▶ **Trecho da página**
◇ ◇ ◇ ◇ ◇ ◇ ◇

A indústria cultural poderia ter sido um instrumento de formação cultural, assumindo fins pedagógicos, mas  ela se tornou em sua história um instrumento de   deformação da cultura e da consciência.  Ela significou para a sociedade capitalista não somente  uma indústria que cria produtos e entretenimentos padronizados, mas também um poderoso instrumento de coesão social, que incute valores, preceitos, crenças, modos de ser, pensar, agir e valorizar,  servindo de referencial para todos viverem de forma pacifica. Foi ela que ajudou a construir e universalizar os valores da sociedade do consumo.  
Em sua história,  a função da indústria cultural foi o de  introjetar os valores, preceitos,   a visão de mundo e os padrões de conduta capitalista na interioridade do indivíduo massificado. Para este fim,  ela produziu e reproduz a semiformação através da disseminação de seus produtos e entretenimentos padronizados.  Com o ulterior desenvolvimento da indústria cultural,  a cultura formativa, típica das sociedades pré-capitalistas,  extinguiu-se e a semiformação tornou-se a condição existencial do homem contemporâneo. Foi através da semiformação que surgiu a subjetividade reificada e alienada  no interior das práticas sociais.

◇ ◇ ◇ ◇ ◇ ◇ ◇

▶ **Tarefas**
• a. Segundo o trecho sobre a indústria cultural, o que ela teve a função de introjetar na interioridade do indivíduo massificado? Liste todos os itens.
• b. Transcreva do trecho sobre a indústria cultural a passagem que vai de "A indústria cultural poderia" até "sociedade do consumo.".
Os registros não têm nenhuma relação com o trecho.

▶ **Registros**

◇ ◇ ◇ ◇ ◇ ◇ ◇

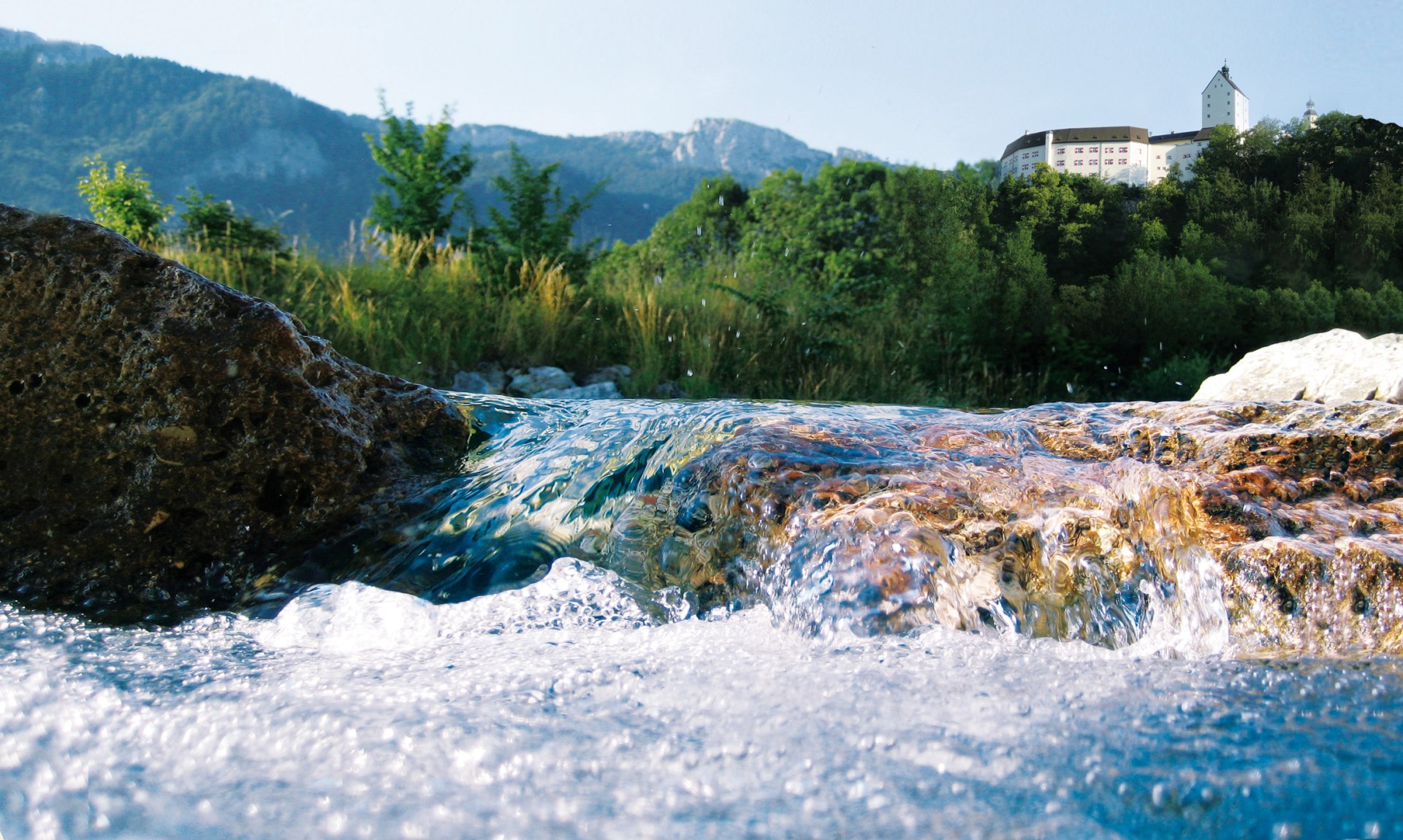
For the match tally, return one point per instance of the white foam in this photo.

◇ ◇ ◇ ◇ ◇ ◇ ◇

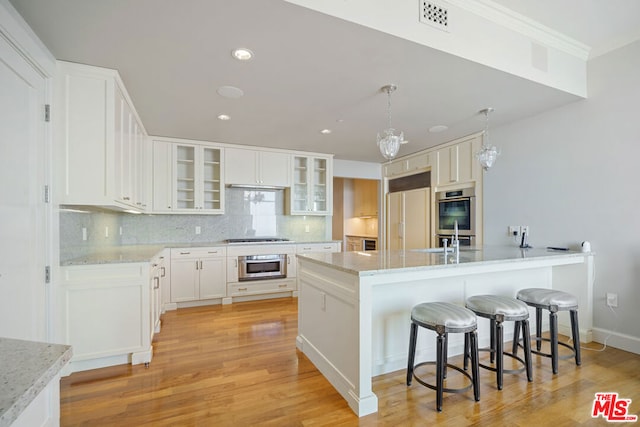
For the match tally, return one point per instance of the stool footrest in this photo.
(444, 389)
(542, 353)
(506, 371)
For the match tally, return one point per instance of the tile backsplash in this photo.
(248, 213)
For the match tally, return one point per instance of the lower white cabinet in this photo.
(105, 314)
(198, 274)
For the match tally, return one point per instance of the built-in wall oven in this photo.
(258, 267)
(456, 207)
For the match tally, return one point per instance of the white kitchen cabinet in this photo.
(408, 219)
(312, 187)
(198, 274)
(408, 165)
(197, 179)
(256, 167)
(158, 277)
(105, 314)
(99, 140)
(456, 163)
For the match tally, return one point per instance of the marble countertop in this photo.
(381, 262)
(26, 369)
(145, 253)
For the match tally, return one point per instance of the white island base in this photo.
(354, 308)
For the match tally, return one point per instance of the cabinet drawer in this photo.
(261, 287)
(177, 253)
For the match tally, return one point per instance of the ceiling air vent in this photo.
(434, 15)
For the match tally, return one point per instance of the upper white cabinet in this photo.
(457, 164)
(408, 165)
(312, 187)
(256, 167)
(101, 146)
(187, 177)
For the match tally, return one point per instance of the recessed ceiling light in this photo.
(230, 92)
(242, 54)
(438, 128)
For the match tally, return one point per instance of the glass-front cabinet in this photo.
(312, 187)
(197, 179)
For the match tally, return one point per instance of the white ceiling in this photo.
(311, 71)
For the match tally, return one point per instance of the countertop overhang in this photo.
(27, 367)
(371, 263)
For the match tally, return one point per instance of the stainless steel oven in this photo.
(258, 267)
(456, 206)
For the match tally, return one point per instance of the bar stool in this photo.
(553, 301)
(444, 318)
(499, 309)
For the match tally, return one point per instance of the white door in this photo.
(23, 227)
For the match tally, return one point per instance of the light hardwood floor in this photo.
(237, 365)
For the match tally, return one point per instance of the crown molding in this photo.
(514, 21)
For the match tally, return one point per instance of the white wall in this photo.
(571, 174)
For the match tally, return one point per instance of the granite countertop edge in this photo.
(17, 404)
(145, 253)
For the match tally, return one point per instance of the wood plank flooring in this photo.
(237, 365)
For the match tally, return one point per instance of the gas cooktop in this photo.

◇ ◇ ◇ ◇ ◇ ◇ ◇

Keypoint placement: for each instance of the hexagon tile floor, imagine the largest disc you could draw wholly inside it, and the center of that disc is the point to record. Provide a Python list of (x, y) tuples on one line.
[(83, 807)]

◇ ◇ ◇ ◇ ◇ ◇ ◇

▶ **Respostas escritas**
• a. Os valores, os preceitos, a visão de mundo e os padrões de conduta capitalista.

• b.
A indústria cultural poderia ter sido um instrumento de formação cultural, assumindo fins pedagógicos, mas  ela se tornou em sua história um instrumento de   deformação da cultura e da consciência.  Ela significou para a sociedade capitalista não somente  uma indústria que cria produtos e entretenimentos padronizados, mas também um poderoso instrumento de coesão social, que incute valores, preceitos, crenças, modos de ser, pensar, agir e valorizar,  servindo de referencial para todos viverem de forma pacifica. Foi ela que ajudou a construir e universalizar os valores da sociedade do consumo.